▶ _Set task_:
Collect every line below that contains the word "flower".

____________________

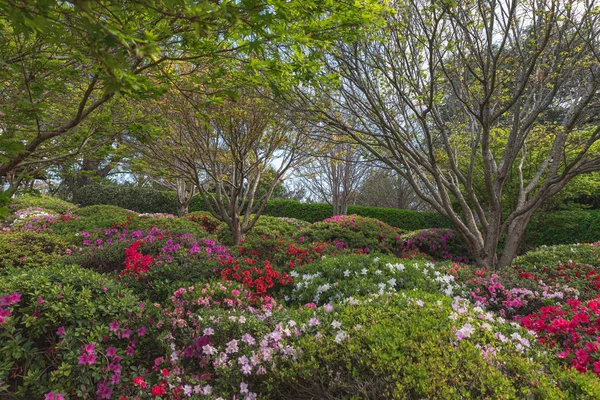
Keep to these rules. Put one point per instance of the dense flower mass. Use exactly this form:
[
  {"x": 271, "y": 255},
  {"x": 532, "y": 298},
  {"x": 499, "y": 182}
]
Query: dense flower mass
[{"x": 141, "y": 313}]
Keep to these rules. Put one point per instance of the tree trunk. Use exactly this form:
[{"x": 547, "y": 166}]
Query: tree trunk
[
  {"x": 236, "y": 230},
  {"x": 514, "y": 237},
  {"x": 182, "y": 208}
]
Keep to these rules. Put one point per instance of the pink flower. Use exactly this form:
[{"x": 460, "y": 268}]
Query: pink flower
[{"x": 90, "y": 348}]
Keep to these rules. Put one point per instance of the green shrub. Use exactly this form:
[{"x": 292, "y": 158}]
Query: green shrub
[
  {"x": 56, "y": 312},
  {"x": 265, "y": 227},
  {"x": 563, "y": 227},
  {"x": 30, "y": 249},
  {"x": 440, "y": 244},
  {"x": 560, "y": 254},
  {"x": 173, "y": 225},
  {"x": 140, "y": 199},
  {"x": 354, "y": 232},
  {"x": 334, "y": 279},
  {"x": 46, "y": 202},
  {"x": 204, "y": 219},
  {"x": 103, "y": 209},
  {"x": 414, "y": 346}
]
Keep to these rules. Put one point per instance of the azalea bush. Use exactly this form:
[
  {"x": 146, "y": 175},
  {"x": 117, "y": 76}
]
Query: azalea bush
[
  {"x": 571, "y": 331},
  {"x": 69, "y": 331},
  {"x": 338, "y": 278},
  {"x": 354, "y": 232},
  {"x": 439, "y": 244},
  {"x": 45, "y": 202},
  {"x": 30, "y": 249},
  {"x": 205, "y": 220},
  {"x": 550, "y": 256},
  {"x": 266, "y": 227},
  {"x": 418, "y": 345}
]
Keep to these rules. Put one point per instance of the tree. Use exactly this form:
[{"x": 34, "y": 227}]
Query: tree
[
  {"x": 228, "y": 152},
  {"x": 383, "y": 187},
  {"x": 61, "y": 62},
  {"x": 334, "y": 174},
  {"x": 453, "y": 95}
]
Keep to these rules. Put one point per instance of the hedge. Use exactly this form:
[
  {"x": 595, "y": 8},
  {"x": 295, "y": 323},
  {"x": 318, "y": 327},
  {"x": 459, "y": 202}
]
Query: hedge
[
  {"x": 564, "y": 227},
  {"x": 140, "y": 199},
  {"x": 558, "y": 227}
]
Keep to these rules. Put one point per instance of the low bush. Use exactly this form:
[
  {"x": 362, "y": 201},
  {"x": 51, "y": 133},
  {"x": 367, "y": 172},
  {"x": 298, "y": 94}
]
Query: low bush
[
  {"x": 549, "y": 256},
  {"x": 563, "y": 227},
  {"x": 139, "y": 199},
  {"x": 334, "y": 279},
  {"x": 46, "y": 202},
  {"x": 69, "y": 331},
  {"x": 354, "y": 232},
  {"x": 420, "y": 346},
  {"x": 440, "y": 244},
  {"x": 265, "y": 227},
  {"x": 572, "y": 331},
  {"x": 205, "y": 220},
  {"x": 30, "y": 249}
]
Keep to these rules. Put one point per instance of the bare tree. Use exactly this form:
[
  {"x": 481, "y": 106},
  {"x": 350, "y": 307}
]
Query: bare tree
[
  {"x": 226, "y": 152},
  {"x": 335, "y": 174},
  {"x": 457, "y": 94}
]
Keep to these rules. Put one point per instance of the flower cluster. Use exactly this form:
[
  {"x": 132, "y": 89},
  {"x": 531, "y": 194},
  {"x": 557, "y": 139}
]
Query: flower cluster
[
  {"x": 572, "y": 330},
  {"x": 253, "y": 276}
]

____________________

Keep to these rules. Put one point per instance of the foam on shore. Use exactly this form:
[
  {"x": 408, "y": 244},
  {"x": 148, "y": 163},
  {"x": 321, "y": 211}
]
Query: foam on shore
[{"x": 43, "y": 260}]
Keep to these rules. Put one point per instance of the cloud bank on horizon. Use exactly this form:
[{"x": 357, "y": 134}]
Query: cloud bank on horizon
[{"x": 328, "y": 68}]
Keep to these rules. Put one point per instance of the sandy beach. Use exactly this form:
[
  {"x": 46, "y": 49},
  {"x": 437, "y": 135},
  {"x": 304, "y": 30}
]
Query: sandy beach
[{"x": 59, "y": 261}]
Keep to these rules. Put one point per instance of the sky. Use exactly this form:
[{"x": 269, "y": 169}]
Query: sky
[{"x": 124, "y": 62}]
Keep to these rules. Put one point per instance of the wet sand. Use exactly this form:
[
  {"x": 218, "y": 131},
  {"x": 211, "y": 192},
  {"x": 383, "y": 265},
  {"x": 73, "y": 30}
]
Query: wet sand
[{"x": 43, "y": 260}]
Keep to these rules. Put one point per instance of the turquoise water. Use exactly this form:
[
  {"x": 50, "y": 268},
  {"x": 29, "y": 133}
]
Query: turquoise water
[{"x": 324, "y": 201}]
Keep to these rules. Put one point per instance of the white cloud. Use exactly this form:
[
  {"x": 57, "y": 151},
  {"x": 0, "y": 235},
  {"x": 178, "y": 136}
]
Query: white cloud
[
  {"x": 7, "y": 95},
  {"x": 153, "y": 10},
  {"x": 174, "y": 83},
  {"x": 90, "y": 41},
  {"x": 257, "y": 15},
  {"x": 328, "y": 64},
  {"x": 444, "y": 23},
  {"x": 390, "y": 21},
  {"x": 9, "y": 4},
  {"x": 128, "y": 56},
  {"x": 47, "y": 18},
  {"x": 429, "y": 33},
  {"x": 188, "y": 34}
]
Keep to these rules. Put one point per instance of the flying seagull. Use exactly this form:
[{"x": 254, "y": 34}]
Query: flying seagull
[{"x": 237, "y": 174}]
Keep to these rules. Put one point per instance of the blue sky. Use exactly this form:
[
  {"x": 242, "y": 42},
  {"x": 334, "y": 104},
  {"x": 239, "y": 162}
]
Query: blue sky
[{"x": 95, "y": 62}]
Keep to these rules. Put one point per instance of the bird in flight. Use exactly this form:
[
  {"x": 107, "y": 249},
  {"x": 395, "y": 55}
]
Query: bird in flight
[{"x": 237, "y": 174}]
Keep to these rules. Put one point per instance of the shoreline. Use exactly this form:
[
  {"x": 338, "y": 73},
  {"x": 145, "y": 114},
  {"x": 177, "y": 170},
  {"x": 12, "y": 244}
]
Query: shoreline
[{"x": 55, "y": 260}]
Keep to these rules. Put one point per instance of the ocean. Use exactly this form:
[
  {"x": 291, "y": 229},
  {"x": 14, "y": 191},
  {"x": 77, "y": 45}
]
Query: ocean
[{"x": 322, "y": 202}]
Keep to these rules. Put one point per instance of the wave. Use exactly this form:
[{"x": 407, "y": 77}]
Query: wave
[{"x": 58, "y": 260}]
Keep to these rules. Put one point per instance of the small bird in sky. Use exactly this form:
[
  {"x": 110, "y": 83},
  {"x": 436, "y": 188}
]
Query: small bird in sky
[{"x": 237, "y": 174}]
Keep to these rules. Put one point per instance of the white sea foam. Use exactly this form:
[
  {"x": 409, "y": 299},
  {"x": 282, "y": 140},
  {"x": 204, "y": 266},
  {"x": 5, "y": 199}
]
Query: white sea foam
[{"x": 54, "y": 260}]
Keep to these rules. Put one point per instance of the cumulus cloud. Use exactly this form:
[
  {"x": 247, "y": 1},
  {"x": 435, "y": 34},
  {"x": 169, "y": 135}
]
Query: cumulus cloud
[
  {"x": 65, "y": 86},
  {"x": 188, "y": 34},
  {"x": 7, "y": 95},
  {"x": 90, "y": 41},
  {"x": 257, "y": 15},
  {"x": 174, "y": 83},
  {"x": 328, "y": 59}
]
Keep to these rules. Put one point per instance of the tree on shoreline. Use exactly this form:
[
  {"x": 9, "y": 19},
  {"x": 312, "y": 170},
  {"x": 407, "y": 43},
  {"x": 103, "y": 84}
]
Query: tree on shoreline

____________________

▶ _The result_:
Keep to these rules. Put one point per instance of the dense flower mass. Use exactly this form:
Query: dense flower mass
Keep to these rules. Put one point per instance of the pink flower. Use exactly this form:
Query: pink flower
Keep to these rules. Put one point per instance of the flower cluster. Use exactly this form:
Query: flower cluster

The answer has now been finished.